#### What you should do
Write out exactly the line containing "spout, one point per instance." and all lines that come after it in the listing below, through the very last one.

⁂

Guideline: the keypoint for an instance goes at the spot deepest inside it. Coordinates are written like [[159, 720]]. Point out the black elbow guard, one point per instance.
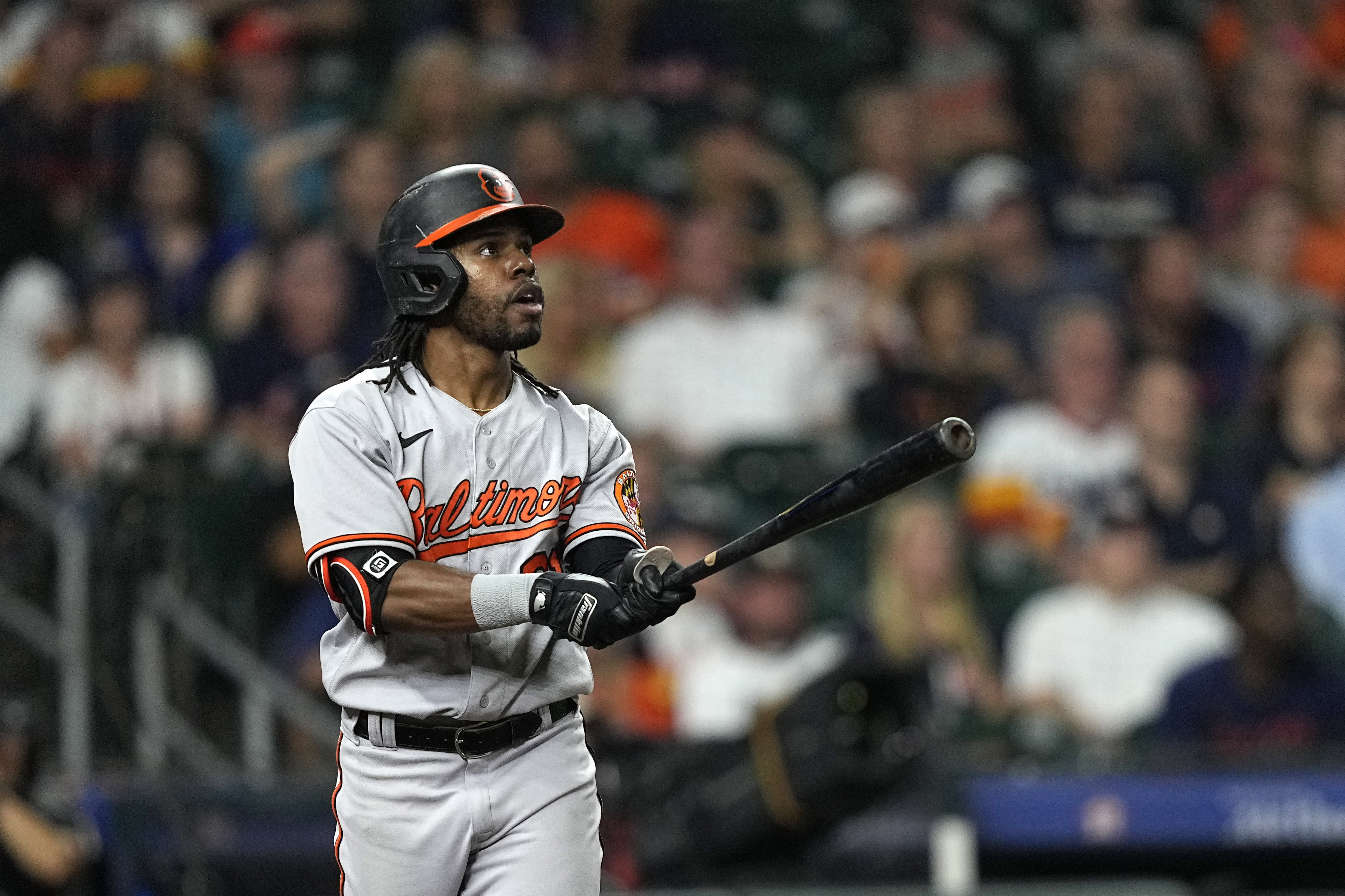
[[358, 580]]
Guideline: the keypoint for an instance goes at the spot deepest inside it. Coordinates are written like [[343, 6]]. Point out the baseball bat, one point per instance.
[[914, 460]]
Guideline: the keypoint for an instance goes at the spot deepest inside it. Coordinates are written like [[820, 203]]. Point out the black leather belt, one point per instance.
[[469, 739]]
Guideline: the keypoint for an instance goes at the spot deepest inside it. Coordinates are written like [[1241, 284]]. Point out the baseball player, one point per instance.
[[475, 533]]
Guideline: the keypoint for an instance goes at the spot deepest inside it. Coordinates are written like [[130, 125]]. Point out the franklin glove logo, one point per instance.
[[583, 613]]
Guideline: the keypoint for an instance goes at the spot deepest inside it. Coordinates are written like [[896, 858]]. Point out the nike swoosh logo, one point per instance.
[[413, 440]]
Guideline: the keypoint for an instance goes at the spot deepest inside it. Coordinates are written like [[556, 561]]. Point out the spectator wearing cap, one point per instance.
[[37, 855], [1270, 696], [716, 366], [1039, 463], [268, 148], [771, 656], [1019, 272], [856, 296], [1099, 654], [1200, 514], [1169, 316], [124, 386]]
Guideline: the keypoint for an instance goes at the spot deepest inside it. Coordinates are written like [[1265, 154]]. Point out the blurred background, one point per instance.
[[1108, 233]]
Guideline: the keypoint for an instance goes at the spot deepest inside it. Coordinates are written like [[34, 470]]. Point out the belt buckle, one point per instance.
[[463, 751]]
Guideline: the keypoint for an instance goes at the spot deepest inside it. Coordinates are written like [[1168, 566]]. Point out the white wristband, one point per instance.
[[501, 601]]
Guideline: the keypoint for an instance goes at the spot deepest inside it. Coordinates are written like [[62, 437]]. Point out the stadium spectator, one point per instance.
[[37, 327], [772, 655], [436, 105], [1301, 437], [37, 855], [1173, 115], [1270, 696], [1099, 194], [143, 49], [1169, 318], [1256, 288], [1320, 263], [1039, 464], [1019, 272], [884, 136], [369, 175], [124, 385], [960, 80], [1202, 515], [270, 378], [1310, 34], [954, 371], [1099, 654], [77, 154], [198, 272], [856, 297], [1269, 99], [920, 610], [267, 146], [732, 171], [715, 366], [622, 234], [1313, 530]]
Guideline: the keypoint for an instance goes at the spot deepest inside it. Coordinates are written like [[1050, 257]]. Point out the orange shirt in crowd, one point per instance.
[[1320, 264], [1230, 37], [614, 229]]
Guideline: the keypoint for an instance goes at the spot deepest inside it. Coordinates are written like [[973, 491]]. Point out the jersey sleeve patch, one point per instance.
[[627, 494]]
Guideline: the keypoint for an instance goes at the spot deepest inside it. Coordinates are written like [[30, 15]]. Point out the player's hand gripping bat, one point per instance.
[[919, 457]]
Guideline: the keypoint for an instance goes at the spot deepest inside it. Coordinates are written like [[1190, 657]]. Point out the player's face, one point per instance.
[[502, 308]]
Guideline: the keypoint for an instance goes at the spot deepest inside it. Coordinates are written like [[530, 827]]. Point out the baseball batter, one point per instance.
[[475, 533]]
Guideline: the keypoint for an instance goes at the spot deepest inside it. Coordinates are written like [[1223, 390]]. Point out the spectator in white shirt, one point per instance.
[[124, 386], [716, 366], [36, 320], [1101, 654], [1038, 464], [771, 657]]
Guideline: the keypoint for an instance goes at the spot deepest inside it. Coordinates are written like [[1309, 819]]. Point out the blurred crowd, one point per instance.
[[1108, 233]]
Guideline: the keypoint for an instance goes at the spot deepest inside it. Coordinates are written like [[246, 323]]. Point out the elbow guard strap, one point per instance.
[[358, 580]]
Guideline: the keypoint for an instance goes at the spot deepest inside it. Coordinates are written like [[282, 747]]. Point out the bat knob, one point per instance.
[[958, 438]]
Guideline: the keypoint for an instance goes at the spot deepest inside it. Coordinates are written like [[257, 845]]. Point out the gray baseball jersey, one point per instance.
[[513, 491]]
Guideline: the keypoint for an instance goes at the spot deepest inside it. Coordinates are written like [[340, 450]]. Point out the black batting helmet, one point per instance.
[[420, 276]]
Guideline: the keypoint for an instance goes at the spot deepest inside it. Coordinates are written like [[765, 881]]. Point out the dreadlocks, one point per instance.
[[404, 343]]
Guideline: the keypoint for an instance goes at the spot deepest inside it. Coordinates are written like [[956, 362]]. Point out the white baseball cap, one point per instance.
[[867, 202], [985, 183]]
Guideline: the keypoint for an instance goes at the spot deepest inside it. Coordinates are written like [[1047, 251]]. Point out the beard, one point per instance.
[[483, 320]]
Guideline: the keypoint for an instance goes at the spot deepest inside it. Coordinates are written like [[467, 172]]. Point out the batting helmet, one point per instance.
[[420, 276]]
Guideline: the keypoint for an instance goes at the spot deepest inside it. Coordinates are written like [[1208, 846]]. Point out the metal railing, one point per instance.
[[264, 692], [65, 639]]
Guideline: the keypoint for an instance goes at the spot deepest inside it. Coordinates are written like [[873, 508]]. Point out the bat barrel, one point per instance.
[[919, 457]]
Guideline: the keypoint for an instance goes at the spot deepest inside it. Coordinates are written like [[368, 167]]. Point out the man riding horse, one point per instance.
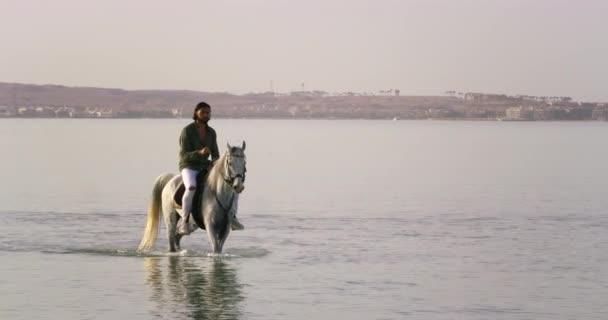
[[197, 142]]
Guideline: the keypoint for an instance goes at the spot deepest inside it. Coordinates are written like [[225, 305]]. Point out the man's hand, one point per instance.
[[204, 151]]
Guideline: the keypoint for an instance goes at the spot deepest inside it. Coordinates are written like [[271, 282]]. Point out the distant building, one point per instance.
[[519, 113]]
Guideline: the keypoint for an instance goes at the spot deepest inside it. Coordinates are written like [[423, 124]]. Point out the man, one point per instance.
[[197, 142]]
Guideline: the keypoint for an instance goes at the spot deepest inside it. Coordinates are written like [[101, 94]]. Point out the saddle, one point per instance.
[[197, 211]]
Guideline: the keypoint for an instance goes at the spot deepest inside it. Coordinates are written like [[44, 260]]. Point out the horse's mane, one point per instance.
[[219, 166]]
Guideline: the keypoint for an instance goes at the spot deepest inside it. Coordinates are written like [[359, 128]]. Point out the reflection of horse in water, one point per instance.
[[196, 291], [218, 207]]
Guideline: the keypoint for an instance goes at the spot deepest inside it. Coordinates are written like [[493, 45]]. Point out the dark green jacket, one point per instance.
[[189, 145]]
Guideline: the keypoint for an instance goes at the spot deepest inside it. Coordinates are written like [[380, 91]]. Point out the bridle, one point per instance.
[[230, 180]]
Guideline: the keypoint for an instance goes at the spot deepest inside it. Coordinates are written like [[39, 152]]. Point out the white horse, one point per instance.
[[218, 203]]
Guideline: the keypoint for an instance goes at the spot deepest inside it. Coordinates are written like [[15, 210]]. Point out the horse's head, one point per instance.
[[236, 167]]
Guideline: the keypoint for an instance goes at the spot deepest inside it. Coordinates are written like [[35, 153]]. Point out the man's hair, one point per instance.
[[199, 106]]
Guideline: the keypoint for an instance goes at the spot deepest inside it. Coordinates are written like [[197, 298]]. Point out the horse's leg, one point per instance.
[[178, 238], [170, 216]]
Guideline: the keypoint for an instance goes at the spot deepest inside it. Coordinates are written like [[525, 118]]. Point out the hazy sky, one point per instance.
[[422, 47]]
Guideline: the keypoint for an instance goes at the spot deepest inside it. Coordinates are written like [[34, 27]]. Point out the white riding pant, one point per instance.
[[189, 178]]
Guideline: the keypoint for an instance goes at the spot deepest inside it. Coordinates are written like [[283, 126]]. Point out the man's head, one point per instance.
[[202, 112]]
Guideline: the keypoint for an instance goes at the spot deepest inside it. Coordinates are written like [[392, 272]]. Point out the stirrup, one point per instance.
[[236, 225]]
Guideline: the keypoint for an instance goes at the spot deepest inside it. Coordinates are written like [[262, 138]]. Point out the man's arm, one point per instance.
[[185, 150], [215, 152]]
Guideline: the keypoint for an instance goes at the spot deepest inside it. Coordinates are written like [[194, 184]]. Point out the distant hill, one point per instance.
[[28, 100]]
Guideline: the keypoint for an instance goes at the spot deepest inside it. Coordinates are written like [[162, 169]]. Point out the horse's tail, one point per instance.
[[152, 225]]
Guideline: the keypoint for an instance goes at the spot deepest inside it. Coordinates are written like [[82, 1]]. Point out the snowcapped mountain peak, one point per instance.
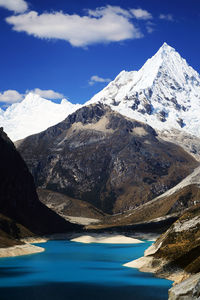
[[34, 114], [165, 92]]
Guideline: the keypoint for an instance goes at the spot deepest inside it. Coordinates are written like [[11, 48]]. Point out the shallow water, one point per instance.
[[68, 270]]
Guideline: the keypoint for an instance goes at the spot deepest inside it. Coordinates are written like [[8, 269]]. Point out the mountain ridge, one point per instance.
[[131, 164], [164, 93]]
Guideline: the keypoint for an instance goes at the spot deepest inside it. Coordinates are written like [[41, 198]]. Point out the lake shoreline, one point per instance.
[[27, 248], [20, 250]]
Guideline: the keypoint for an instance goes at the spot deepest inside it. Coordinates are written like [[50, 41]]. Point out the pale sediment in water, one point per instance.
[[19, 250], [106, 239]]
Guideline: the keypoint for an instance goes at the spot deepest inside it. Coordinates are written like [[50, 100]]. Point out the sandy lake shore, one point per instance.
[[19, 250], [106, 239]]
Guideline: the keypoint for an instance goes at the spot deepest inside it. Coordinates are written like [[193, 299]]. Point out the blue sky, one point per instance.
[[72, 48]]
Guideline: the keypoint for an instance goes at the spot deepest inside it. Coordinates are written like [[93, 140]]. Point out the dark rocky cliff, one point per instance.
[[19, 203], [104, 158]]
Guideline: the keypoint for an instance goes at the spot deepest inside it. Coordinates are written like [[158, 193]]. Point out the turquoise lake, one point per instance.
[[69, 270]]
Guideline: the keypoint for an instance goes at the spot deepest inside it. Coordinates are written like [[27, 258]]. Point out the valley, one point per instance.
[[125, 164]]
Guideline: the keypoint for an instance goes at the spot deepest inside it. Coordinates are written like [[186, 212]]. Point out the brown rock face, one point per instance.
[[18, 198], [110, 161]]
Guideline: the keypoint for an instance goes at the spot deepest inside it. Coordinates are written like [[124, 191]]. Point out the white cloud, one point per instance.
[[141, 14], [102, 25], [167, 17], [49, 94], [150, 27], [10, 96], [96, 78], [18, 6]]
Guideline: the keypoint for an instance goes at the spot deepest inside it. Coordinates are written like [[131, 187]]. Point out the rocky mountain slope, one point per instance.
[[169, 205], [21, 212], [164, 93], [99, 156], [69, 208], [175, 255]]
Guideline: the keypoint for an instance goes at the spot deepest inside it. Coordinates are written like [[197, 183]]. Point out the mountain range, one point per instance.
[[132, 164], [164, 93]]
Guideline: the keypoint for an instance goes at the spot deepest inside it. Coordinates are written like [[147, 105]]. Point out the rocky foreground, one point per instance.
[[176, 256]]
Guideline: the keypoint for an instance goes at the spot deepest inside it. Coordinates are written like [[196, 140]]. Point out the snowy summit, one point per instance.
[[165, 93]]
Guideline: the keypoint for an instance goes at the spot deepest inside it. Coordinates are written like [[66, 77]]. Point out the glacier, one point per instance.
[[164, 93]]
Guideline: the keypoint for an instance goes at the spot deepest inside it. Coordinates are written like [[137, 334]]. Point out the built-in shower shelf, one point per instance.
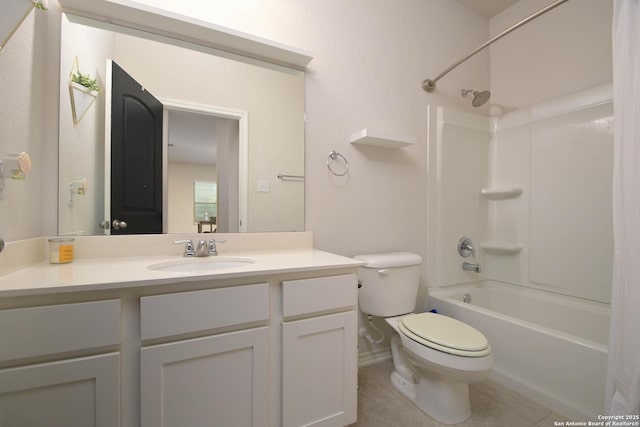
[[380, 138], [500, 193], [501, 248]]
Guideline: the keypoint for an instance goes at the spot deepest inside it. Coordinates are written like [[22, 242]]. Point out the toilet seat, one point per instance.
[[445, 334]]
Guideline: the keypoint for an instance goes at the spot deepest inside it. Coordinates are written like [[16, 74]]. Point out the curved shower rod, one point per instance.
[[430, 84]]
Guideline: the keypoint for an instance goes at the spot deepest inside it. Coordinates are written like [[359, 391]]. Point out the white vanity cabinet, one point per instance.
[[220, 376], [319, 351], [55, 370]]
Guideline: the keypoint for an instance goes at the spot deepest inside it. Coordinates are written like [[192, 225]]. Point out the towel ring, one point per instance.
[[333, 155]]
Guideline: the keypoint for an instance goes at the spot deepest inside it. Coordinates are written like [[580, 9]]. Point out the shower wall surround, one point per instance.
[[557, 234]]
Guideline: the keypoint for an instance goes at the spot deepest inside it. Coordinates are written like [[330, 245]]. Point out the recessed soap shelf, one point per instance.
[[500, 193], [501, 248], [380, 138]]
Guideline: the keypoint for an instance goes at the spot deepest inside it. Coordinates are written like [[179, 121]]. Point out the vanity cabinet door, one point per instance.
[[219, 380], [319, 364], [79, 392]]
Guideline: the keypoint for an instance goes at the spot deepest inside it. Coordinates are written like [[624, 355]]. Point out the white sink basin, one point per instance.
[[201, 265]]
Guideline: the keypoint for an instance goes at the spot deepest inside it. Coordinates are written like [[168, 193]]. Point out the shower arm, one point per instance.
[[429, 85]]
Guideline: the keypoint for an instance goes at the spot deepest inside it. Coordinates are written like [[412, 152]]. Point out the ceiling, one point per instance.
[[487, 8]]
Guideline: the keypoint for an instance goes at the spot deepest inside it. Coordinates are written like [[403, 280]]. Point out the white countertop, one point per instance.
[[91, 274]]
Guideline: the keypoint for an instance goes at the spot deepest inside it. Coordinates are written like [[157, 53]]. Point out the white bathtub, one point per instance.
[[548, 347]]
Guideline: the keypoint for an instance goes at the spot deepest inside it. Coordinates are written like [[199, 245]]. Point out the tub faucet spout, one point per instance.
[[471, 267]]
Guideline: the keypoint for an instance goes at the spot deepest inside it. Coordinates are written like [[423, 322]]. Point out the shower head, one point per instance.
[[479, 98]]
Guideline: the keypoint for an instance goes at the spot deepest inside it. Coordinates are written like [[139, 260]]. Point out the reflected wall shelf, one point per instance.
[[380, 138], [501, 248], [501, 193]]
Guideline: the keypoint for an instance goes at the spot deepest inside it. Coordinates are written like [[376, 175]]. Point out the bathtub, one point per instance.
[[548, 347]]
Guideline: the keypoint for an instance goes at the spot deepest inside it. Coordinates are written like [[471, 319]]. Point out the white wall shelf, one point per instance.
[[501, 193], [162, 22], [501, 248], [379, 138]]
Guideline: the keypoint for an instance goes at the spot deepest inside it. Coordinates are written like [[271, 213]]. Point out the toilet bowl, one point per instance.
[[435, 357], [435, 380]]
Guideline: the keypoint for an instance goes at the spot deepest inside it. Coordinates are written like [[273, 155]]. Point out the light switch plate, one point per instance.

⁂

#### Expected answer
Guideline: the keypoint for an instance goes at the spot deepest inside it. Coordinates are written like [[199, 245]]. Point out the tub faucet spout, one point per instance.
[[471, 267]]
Guideline: the keypoint for an instance goes at the spot deepest inside it. Coordinates are written like [[423, 322]]. Point out the shower head, one point per instance.
[[479, 98]]
Guideline: the keypoint for an instance goes at the spot deepest inside it. Coordinates are written like [[139, 260]]. Point out the reflected wall shelf, one point per instance.
[[380, 138], [501, 248], [501, 193]]
Guideline: the keypoint for an instance goes at the spot deepest inside it. Coordinates are written like [[376, 175]]. Point out the bathtub, one point per instance.
[[548, 347]]
Guideline: the keypoint for an instance goes at the spot deepest inside it. Coordinates are written like [[471, 319]]. Point out the white wall shelf, one point per instance.
[[501, 193], [162, 22], [501, 248], [379, 138]]
Guideline: the keypoint for an instance goes at the spot deepest inside it. Coordinates are written like [[271, 213]]. Point out the toilet bowl, one point per instance.
[[435, 357], [435, 380]]
Guideline: the keypoint for an instance goes at the spot deepest inside it. Coordinates are written like [[273, 155]]. Point out the light switch plate, one point per instance.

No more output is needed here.